Directions: Copy every line of the records below that contains the string "wooden". Case counts, so only lines with that exact capitalization qualify.
-- -- --
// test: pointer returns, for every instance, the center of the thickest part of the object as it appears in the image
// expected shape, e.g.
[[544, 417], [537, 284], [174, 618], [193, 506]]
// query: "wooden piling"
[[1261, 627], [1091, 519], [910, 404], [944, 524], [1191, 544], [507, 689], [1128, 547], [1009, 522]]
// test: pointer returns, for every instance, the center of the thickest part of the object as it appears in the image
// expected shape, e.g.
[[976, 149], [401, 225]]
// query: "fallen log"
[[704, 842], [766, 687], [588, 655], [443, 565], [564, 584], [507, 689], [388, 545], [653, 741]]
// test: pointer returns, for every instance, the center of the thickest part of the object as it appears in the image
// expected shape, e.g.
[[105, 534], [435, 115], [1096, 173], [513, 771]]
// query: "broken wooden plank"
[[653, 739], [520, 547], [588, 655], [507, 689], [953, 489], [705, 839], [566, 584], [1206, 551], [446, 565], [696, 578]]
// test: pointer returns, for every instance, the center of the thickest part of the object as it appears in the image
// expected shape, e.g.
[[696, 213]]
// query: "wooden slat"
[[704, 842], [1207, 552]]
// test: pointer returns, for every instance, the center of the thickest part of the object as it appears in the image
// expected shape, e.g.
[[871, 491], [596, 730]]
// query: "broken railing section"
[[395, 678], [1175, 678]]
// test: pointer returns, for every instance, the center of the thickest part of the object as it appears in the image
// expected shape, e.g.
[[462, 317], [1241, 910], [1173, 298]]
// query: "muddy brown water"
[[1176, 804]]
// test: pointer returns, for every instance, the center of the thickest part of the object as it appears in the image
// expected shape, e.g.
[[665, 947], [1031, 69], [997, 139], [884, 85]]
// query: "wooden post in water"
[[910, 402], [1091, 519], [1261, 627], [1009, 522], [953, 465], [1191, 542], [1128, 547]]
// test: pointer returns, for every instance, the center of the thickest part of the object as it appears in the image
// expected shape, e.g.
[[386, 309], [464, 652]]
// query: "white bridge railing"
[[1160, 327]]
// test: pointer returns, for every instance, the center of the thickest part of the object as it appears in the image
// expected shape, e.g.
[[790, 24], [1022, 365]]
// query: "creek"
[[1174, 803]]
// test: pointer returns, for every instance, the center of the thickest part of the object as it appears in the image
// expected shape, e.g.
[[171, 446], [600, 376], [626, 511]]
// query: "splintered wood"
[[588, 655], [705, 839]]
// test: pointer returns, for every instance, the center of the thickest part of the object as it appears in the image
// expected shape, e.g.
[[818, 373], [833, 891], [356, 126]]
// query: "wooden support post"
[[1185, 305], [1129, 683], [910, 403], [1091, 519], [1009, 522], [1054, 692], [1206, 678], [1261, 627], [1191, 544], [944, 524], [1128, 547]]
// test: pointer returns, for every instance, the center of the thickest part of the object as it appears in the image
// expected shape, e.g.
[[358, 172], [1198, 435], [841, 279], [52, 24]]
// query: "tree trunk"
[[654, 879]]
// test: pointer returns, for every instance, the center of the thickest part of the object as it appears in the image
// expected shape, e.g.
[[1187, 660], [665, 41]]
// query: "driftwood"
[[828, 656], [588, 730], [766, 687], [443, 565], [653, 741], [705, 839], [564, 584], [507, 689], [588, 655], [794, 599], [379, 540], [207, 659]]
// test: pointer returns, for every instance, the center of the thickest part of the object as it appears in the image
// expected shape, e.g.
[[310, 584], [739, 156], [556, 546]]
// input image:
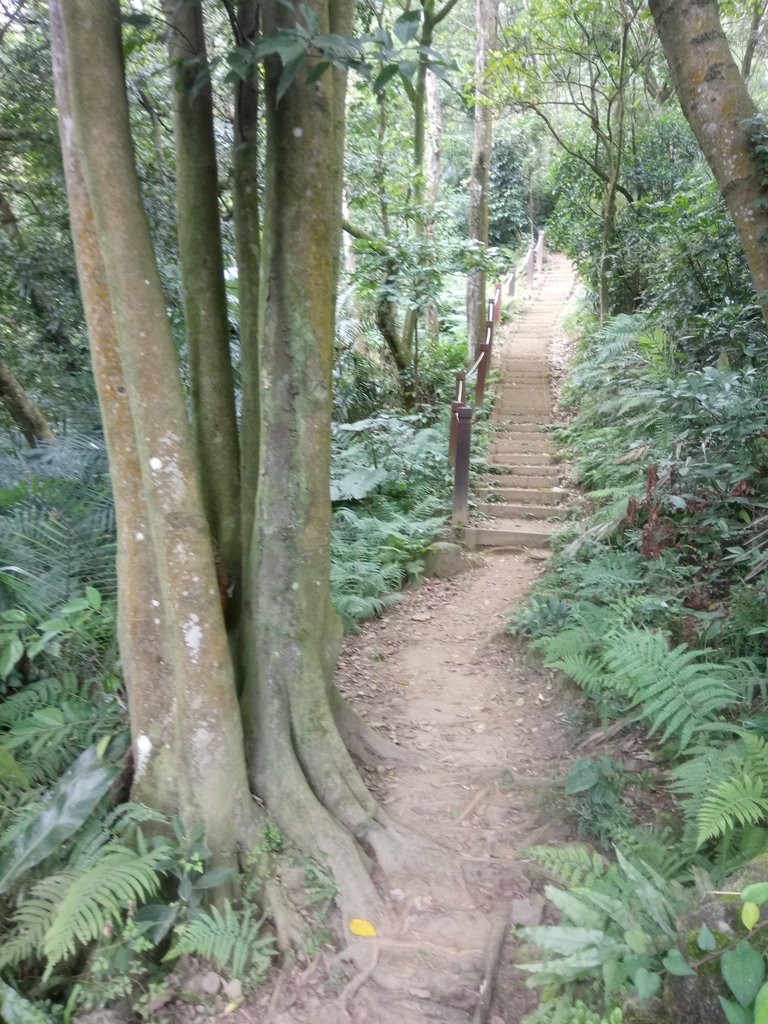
-- -- --
Written answer:
// query: "wooden piling"
// query: "broken wooden plank"
// query: "wooden slat"
// query: "wooden post in water"
// query: "wooden support post"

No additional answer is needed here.